# [SET TASK 1]
List every sentence in the paragraph of the Honda CB250 forum discussion below that begins "Small update."
# [SET TASK 2]
Reproduce word for word everything in the Honda CB250 forum discussion below from "This is a discussion" down to "and compare spray.".

··· GIVEN TEXT ···

This is a discussion on Honda CB250 K4 -72 racer mods within the Vintage Motorcycle Racing forums, part of the Caferacer.net Forums category; Originally Posted by Mike 40M Thanks for advice on the RG. I must have been lucky as I've not seen detonation marks like that before. ...
While the carbs are off, check and clean every jet and drilling to make sure they are clean and flow the same. Use a can of WD40 to spray through one drilling on one carb and repeat on the other carb and compare spray.
Back to the Honda. As I mentioned before, a part in the clutch acutating mechanism has mysteriously disappeared. Searching the internet gave "Sorry, out of stock" except for a single one. E-mailed the vendor. No answer. So it will be a homemade one.
Small update. Arrived in my mailbox today. Not on the net, but in the real world. New old stock.
You know the original one will magically reappear now....
"Non urinat in ventum"
Piston crown gets hammered, ring grove closes on top ring cracking it in pieces Rings break up and start cutting cylinder , various bits of cast iron get into pin bore.
what red-line are you using? You need to lighten pistons if your going over 12K.

··· ENTRIES PROVIDED ···

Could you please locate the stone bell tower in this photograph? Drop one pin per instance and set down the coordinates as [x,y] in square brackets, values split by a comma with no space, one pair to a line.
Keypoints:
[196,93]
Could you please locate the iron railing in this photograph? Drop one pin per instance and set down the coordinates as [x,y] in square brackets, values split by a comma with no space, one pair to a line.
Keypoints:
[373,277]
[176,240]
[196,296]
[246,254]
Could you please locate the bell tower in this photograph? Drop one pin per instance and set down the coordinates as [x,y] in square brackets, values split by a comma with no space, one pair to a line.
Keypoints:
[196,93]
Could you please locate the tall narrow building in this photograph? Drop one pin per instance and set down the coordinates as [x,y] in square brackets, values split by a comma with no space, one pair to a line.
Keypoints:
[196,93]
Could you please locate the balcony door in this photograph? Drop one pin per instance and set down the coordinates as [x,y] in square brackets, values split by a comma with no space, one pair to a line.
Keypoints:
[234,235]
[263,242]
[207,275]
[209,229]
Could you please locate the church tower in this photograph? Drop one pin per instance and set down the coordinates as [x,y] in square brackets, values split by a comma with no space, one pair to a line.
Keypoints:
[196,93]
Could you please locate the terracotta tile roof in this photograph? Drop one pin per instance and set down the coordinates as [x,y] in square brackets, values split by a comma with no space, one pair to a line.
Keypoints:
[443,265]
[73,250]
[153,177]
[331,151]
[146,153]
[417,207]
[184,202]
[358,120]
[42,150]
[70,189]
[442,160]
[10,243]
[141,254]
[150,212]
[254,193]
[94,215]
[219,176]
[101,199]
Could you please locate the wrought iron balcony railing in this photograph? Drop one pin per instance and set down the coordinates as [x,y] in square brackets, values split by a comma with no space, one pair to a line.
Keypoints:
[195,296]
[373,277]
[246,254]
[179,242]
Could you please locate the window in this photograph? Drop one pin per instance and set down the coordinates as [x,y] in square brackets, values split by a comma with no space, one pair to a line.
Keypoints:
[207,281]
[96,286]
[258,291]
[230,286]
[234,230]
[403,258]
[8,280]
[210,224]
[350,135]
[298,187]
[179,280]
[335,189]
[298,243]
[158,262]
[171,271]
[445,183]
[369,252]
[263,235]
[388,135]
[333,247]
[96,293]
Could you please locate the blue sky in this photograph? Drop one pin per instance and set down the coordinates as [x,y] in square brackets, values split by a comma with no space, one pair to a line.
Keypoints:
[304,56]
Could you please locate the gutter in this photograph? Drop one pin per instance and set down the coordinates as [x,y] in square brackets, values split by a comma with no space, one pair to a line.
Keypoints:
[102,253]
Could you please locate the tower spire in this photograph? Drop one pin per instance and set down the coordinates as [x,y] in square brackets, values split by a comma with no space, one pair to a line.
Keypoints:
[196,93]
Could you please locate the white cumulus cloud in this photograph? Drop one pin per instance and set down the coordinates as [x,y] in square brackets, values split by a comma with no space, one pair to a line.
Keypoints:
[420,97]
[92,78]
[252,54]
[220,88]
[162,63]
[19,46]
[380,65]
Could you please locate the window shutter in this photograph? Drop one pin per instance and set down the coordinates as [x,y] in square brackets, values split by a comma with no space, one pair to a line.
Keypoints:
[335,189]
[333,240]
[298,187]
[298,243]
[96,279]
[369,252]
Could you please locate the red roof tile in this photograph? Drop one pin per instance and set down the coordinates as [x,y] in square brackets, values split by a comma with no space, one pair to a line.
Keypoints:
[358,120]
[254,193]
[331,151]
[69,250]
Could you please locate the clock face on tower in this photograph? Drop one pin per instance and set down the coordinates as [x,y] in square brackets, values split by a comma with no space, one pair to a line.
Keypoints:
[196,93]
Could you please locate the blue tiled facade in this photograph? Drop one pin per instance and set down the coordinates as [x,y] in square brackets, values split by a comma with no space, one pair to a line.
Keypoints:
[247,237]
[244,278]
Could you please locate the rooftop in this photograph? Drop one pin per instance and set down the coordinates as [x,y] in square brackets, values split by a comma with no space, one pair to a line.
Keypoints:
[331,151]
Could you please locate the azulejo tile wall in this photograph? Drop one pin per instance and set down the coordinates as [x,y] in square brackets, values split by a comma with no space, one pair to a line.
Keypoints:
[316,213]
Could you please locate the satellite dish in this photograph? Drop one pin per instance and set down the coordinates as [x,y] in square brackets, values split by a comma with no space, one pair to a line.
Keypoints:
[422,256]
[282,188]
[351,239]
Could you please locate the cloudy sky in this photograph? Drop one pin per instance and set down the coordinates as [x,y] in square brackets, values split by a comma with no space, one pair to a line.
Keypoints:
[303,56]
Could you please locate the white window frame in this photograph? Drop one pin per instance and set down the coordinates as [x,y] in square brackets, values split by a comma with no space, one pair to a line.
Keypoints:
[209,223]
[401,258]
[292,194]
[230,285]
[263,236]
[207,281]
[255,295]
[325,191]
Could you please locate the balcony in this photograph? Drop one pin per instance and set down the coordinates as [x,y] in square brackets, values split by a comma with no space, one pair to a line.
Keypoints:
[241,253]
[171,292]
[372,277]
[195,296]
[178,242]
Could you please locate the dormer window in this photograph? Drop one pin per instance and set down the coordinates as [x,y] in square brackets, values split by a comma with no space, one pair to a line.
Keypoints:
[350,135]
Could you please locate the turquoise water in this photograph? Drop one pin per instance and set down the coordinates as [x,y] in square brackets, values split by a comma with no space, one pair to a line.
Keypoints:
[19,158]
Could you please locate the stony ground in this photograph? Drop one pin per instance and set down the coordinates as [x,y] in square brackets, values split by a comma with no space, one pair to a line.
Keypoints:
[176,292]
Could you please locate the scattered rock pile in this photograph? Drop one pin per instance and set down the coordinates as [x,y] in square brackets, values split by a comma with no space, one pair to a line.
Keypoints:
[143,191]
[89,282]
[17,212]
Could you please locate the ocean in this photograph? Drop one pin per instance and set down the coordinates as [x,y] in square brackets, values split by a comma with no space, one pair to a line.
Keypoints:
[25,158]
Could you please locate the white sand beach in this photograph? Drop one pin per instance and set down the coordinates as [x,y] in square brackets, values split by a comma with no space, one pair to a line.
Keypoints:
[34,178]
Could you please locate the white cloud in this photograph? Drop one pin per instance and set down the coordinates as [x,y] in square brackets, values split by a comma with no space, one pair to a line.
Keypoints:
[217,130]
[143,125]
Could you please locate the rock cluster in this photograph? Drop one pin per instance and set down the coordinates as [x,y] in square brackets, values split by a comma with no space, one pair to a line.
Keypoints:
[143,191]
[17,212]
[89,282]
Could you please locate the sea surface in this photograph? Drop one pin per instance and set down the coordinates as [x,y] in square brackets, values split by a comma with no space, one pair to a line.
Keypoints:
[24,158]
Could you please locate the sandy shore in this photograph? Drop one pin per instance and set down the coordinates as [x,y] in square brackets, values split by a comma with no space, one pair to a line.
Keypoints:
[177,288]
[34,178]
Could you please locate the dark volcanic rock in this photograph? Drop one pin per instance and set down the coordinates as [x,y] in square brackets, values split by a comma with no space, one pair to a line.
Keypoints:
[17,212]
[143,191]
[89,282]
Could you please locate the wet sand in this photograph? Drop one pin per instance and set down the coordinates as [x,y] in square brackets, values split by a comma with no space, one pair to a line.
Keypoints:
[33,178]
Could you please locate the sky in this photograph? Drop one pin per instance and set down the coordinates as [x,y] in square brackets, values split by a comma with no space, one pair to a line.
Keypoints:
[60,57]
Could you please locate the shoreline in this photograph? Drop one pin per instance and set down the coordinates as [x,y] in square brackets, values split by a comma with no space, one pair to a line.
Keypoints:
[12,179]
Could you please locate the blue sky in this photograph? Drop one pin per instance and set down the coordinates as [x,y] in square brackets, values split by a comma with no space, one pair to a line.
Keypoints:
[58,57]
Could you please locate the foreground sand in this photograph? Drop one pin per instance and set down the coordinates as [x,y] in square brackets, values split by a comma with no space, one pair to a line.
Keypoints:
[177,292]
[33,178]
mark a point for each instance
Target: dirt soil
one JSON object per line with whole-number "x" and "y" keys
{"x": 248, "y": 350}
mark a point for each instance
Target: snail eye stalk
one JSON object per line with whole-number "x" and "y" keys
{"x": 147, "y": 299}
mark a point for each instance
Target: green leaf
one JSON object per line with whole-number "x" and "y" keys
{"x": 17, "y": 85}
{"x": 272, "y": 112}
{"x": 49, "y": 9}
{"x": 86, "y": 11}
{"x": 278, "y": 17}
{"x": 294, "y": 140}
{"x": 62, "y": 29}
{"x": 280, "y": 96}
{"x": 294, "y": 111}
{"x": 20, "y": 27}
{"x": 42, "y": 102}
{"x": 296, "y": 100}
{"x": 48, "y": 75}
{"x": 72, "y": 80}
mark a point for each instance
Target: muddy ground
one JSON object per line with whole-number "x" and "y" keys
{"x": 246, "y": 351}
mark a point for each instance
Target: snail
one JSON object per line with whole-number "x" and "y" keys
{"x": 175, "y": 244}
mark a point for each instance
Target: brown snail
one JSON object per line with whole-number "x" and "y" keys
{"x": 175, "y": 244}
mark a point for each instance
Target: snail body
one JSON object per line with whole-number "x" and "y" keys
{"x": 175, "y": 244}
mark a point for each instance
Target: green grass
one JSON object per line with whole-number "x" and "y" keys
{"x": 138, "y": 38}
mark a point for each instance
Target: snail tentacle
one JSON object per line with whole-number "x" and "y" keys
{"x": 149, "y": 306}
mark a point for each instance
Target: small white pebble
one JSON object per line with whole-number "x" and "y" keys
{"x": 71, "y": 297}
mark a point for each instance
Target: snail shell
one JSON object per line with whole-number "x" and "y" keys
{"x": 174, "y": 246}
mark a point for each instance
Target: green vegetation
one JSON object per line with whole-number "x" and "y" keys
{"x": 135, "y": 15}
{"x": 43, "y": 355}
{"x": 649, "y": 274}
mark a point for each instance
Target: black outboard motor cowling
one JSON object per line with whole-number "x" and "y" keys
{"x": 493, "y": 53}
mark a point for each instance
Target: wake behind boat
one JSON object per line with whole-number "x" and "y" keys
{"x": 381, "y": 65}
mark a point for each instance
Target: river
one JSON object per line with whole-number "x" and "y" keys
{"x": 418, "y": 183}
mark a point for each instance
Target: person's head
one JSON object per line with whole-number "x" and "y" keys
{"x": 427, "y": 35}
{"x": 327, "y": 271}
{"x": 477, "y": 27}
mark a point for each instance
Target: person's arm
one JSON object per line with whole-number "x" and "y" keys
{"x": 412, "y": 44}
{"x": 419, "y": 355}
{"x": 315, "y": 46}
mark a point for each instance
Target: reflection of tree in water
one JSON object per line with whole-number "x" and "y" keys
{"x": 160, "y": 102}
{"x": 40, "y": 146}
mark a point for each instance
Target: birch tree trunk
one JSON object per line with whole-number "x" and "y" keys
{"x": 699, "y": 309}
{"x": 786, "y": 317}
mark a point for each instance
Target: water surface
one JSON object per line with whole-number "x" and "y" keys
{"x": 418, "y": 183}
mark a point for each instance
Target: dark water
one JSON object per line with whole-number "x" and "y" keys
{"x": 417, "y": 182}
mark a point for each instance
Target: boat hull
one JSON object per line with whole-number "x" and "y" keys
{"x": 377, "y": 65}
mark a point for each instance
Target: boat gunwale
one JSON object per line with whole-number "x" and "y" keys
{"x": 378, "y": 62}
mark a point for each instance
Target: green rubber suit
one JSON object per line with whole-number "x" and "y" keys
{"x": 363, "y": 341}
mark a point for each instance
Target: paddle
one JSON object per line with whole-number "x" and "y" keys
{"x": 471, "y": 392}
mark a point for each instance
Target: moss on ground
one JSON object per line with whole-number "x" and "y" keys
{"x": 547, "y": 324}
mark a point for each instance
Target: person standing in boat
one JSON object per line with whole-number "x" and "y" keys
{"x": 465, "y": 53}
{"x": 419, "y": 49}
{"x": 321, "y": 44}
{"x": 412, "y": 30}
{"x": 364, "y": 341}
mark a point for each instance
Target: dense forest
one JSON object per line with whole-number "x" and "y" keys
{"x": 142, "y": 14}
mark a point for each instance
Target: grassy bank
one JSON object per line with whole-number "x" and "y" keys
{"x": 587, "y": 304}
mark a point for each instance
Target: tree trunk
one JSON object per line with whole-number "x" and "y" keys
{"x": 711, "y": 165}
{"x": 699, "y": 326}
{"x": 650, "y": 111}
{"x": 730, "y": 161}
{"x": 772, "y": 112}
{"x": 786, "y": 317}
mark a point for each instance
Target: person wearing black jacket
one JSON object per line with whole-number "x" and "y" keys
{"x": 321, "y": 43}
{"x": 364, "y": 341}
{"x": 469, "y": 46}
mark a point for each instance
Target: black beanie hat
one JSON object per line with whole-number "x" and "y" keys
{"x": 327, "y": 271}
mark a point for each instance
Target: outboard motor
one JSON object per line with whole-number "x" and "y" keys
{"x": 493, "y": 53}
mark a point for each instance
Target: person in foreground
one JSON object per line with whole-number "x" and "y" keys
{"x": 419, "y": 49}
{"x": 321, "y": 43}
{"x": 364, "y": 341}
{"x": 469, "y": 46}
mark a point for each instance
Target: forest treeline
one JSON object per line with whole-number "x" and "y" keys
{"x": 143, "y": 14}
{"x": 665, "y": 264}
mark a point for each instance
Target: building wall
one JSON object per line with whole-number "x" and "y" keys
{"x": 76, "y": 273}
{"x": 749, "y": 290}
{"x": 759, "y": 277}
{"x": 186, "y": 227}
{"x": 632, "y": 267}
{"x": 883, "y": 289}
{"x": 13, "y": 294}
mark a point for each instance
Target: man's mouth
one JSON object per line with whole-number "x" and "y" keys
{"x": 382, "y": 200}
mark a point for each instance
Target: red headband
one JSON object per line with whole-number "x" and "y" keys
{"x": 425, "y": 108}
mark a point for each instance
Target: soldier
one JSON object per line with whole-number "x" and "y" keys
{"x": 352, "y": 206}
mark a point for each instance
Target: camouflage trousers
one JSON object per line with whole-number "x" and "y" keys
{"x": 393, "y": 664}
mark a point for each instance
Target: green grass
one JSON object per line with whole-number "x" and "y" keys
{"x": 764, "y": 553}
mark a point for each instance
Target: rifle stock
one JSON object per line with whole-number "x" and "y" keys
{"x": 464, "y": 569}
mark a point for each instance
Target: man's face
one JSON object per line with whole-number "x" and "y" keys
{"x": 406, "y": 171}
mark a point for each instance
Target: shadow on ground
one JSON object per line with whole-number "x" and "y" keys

···

# [REPLY 1]
1. Small update.
2. Arrived in my mailbox today.
3. Not on the net, but in the real world.
4. New old stock.

# [REPLY 2]
This is a discussion on Honda CB250 K4 -72 racer mods within the Vintage Motorcycle Racing forums, part of the Caferacer.net Forums category; Originally Posted by Mike 40M Thanks for advice on the RG. I must have been lucky as I've not seen detonation marks like that before. ...
While the carbs are off, check and clean every jet and drilling to make sure they are clean and flow the same. Use a can of WD40 to spray through one drilling on one carb and repeat on the other carb and compare spray.